== EXERCISE MATERIAL ==

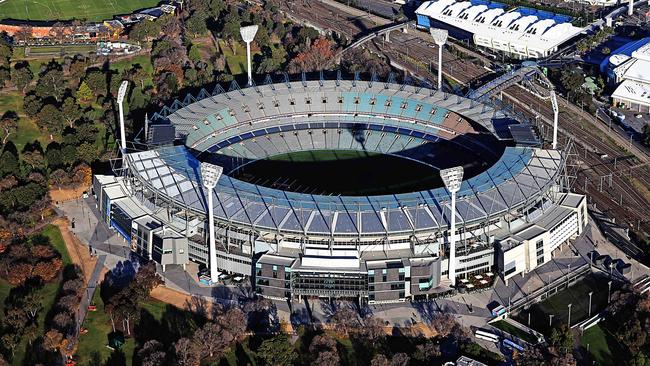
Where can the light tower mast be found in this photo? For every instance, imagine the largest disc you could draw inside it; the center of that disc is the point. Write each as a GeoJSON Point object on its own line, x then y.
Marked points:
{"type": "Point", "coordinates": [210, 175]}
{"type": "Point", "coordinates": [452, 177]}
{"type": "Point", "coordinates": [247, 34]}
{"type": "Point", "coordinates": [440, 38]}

===
== EXERCISE MATERIAL ==

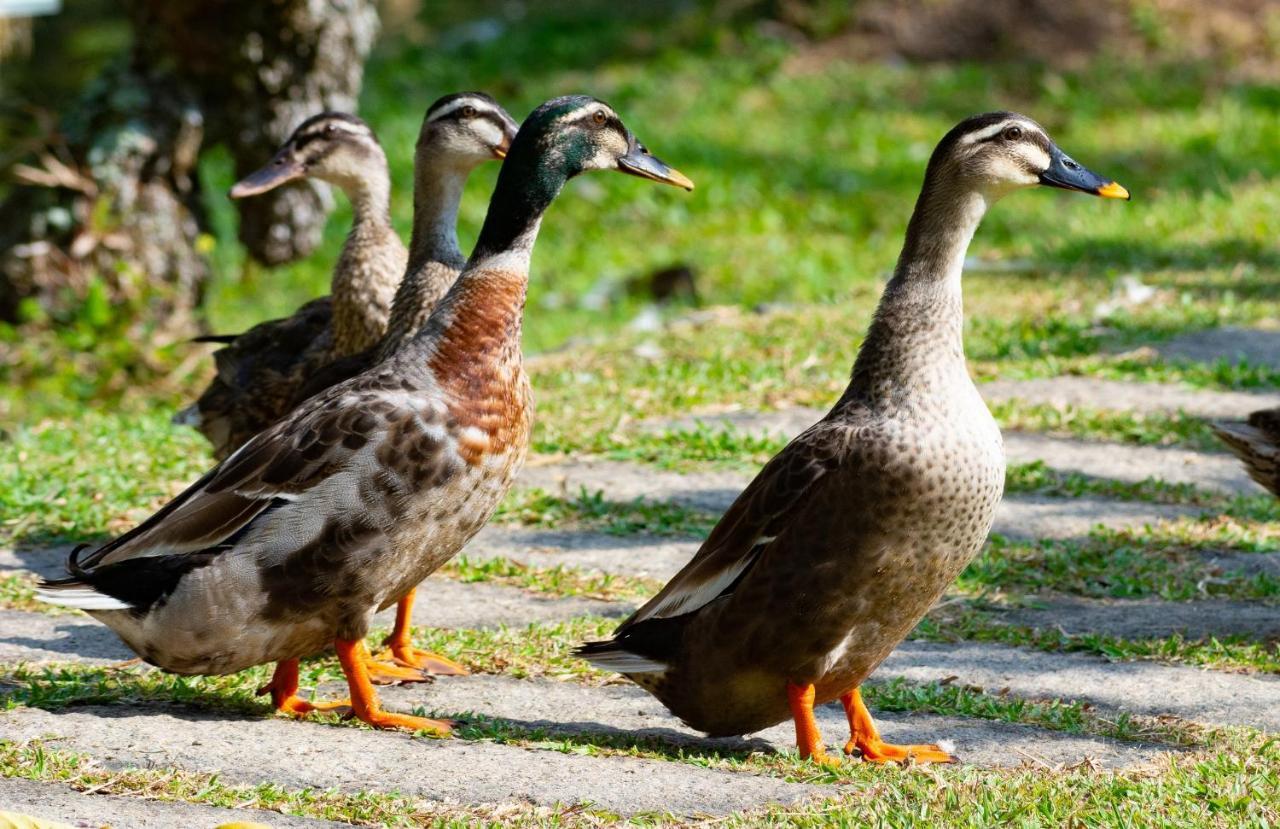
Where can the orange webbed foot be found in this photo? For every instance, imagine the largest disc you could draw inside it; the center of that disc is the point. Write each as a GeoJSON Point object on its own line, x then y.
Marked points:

===

TASK PROMPT. Using the material above, filter for lines holding "that" and copy each one.

OUTPUT FOR THIS TASK.
Where can the light tower mast be found in this photo? For every instance, imagine the largest disc you could draw inside it; the center of that disc is the point. Write each as a GeoJSON Point object on its own line, x then y.
Where can the orange webbed foot be found in this photo? For every instance, imagine the largest disc you could draw inside it; the center of that disc is the point. Write each as a GeoJSON Point object on its own line, x then y.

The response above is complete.